Theater in Deutschland

Sein monumentales Werk einer Geschichte des Theaters in Deutschland konnte Günther Rühle leider nicht mehr zu Ende bringen. Nach zwei backsteinschweren Bänden ließ es seine schwindende Sehkraft nicht mehr zu, dass er den dritten Teil, der die Jahre 1967 – 1995 beschreiben sollte, abschließen konnte. Hermann Beil, einer der prägenden Dramaturgen jener Jahrzehnte, insbesondere bei Claus Peymann am Schauspielhaus Bochum und Burgtheater Wien, und Stephan Dörschel (Akademie der Künste) bearbeiteten das Fragment, so dass es in diesem Bücherherbst erscheinen konnte.

Im Saal des Deutschen Theaters Berlin stellten sie einige Auszüge aus dem Werk vor. Sehr deutlich wurde das Kompositionsprinzip des Bandes: der langjährige FAZ-Feuilletonchef bemühte sich darum, Querverbindungen zwischen parallelen Ereignissen zu ziehen und Theater-Aufführungen in ihren gesellschaftlichen Kontext einzubetten.

Leider konnte Ulrich Matthes, einer der bekanntesten Köpfe des DT-Ensembles, krankheitsbedingt nicht an der Lesung teilnehmen. Auch wenn die Pandemie in manchen Köpfen längst abgehakt ist: Kaum ein Abend vergeht derzeit ohne kurzfristige Umbesetzungen oder Absagen. Zuschauerinnen wie die Frau in der ersten Reihe, deren zentraler Beitrag es war, ihre Viren rücksichtslos und ohne den geringsten Ansatz von Nies- und Hustenetikette im Raum zu verteilen, tragen daran ihren Anteil und müssen deshalb für ihren gewaltigen Einsatz auch unbedingt gewürdigt werden.

● ● ●

Deine Aufgabe
Gib den Abschnitt des vorliegenden Texts von „Leider konnte Ulrich“ bis „unbedingt gewürdigt werden.“ wortgetreu aus.

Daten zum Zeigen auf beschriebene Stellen
● ● ●

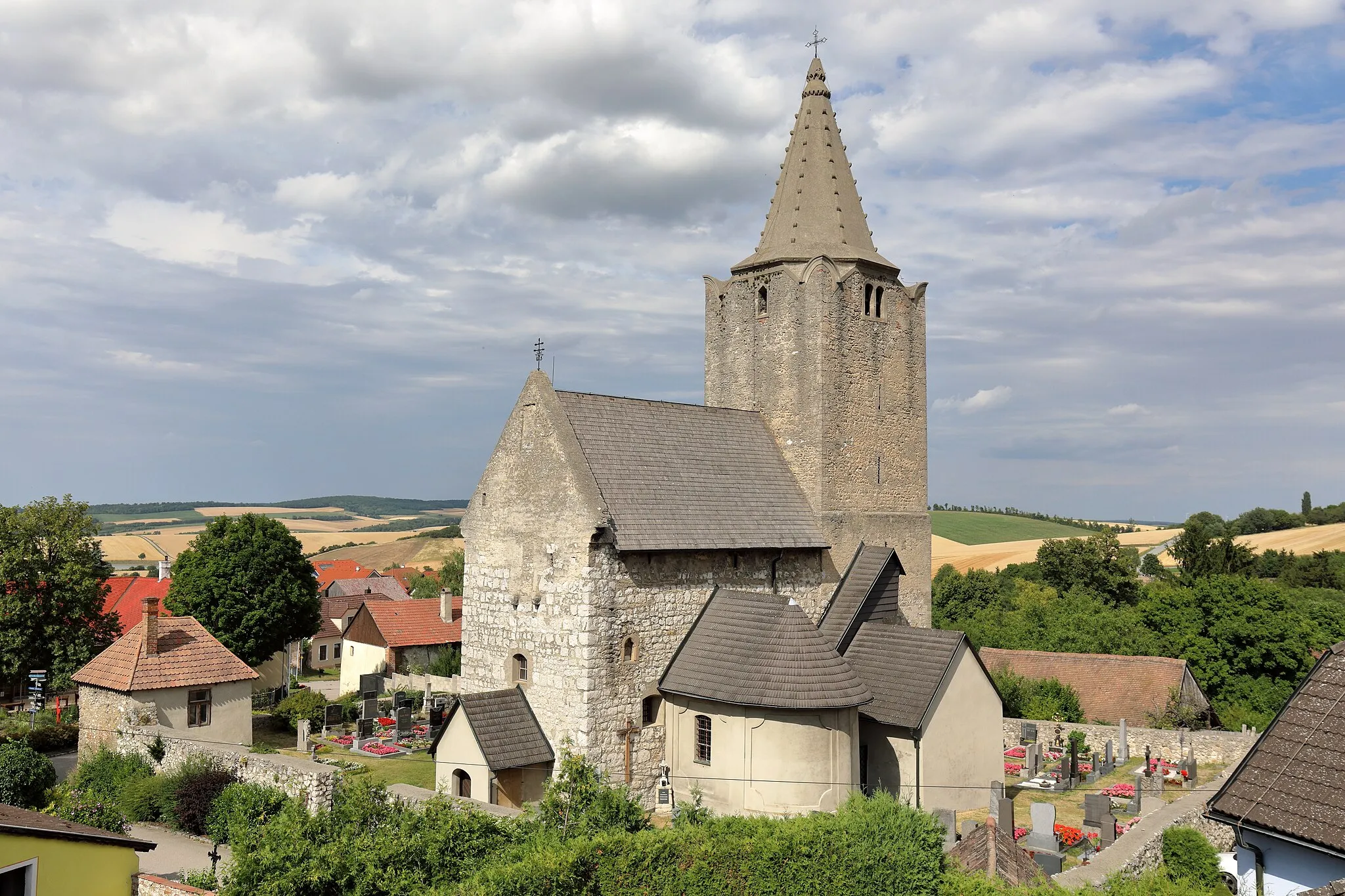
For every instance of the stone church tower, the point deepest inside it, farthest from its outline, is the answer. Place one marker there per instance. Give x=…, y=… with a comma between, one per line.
x=817, y=333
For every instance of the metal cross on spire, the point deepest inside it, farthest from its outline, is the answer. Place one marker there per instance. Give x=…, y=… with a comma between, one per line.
x=816, y=42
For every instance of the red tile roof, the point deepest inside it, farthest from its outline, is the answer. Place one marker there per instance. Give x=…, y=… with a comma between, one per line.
x=331, y=570
x=413, y=624
x=125, y=594
x=1110, y=687
x=187, y=656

● ● ●

Ausgabe zur Aufgabe
Leider konnte Ulrich Matthes, einer der bekanntesten Köpfe des DT-Ensembles, krankheitsbedingt nicht an der Lesung teilnehmen. Auch wenn die Pandemie in manchen Köpfen längst abgehakt ist: Kaum ein Abend vergeht derzeit ohne kurzfristige Umbesetzungen oder Absagen. Zuschauerinnen wie die Frau in der ersten Reihe, deren zentraler Beitrag es war, ihre Viren rücksichtslos und ohne den geringsten Ansatz von Nies- und Hustenetikette im Raum zu verteilen, tragen daran ihren Anteil und müssen deshalb für ihren gewaltigen Einsatz auch unbedingt gewürdigt werden.